--- START ---
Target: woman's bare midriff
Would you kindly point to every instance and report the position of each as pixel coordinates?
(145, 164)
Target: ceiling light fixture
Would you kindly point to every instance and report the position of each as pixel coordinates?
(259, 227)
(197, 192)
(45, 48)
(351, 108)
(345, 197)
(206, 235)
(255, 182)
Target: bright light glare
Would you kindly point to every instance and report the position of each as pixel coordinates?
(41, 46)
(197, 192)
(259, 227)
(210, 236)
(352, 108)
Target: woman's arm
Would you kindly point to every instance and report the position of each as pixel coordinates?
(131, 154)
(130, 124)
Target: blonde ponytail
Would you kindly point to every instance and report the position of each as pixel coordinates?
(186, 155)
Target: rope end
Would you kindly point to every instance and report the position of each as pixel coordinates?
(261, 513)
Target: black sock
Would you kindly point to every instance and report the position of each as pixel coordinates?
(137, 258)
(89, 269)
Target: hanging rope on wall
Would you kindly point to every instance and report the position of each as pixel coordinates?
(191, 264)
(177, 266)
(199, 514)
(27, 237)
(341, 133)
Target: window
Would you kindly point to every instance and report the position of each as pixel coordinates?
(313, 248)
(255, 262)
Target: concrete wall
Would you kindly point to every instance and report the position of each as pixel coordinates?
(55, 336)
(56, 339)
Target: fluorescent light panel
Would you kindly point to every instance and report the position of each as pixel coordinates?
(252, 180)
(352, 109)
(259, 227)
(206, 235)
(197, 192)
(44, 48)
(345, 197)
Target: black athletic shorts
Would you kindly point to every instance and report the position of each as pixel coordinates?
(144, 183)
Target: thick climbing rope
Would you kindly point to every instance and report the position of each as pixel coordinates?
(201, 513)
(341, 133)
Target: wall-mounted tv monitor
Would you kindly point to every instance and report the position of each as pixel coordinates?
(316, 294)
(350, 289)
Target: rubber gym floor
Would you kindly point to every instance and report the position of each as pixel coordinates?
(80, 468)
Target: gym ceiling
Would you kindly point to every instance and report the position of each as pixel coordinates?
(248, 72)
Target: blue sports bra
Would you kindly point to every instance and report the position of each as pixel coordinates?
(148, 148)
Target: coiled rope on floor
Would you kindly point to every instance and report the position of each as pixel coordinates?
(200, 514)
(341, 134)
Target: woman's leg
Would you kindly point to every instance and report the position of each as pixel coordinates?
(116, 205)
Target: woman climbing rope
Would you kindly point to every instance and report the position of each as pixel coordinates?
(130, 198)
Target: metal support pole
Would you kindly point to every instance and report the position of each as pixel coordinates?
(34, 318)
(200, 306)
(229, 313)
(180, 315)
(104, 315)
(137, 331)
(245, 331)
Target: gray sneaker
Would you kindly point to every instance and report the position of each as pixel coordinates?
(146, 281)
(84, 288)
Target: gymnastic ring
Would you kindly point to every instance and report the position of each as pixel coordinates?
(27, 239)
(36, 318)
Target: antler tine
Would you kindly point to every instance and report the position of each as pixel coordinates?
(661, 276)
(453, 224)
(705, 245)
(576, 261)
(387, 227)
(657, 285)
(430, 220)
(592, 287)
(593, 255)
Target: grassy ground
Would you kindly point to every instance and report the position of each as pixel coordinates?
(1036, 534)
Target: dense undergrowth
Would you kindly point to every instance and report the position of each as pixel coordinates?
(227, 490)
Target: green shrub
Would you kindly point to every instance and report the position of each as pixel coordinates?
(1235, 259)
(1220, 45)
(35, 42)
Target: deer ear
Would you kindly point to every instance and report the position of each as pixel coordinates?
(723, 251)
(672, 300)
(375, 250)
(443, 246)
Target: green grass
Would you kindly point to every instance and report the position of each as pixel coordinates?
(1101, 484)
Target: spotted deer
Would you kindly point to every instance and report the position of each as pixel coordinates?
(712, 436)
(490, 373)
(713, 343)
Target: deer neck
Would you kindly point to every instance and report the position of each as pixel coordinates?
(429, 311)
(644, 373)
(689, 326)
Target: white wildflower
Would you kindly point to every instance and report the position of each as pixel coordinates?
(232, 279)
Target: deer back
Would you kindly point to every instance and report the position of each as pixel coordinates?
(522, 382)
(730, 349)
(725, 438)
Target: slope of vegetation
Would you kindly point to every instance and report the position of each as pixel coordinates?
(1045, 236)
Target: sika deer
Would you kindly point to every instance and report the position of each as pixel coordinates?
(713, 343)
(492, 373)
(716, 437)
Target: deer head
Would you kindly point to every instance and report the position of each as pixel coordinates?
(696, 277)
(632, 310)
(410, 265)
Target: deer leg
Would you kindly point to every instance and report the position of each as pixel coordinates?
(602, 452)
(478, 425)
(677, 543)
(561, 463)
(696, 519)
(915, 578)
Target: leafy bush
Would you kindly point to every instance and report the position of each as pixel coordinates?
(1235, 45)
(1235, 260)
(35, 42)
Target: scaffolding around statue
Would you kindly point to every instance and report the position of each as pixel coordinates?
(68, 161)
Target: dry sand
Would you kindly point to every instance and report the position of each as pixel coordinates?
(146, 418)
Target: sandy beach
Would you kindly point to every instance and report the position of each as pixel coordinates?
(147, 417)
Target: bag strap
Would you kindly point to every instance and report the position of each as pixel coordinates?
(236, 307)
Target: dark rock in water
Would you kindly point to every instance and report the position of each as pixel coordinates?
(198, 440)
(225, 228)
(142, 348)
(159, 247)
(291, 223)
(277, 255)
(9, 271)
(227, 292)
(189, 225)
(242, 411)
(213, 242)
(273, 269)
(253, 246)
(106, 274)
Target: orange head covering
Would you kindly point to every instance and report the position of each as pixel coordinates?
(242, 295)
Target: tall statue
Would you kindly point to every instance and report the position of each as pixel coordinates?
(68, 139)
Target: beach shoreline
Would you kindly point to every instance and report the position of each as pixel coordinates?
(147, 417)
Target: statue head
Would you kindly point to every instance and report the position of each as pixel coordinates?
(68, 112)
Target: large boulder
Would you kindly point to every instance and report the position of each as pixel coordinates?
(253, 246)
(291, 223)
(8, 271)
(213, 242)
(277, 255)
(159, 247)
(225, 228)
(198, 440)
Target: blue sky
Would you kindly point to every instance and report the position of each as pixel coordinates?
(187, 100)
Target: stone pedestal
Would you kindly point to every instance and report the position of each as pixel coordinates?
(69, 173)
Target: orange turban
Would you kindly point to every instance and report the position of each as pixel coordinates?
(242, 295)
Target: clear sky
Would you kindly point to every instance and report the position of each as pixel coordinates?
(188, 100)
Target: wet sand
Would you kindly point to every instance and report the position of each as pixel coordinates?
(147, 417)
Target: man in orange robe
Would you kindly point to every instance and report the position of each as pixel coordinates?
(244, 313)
--- END ---
**WORK TASK**
Copy all lines of the records in which the string "climbing" can be found.

**EXERCISE OUTPUT**
Target: thick climbing rope
Target: woman climbing rope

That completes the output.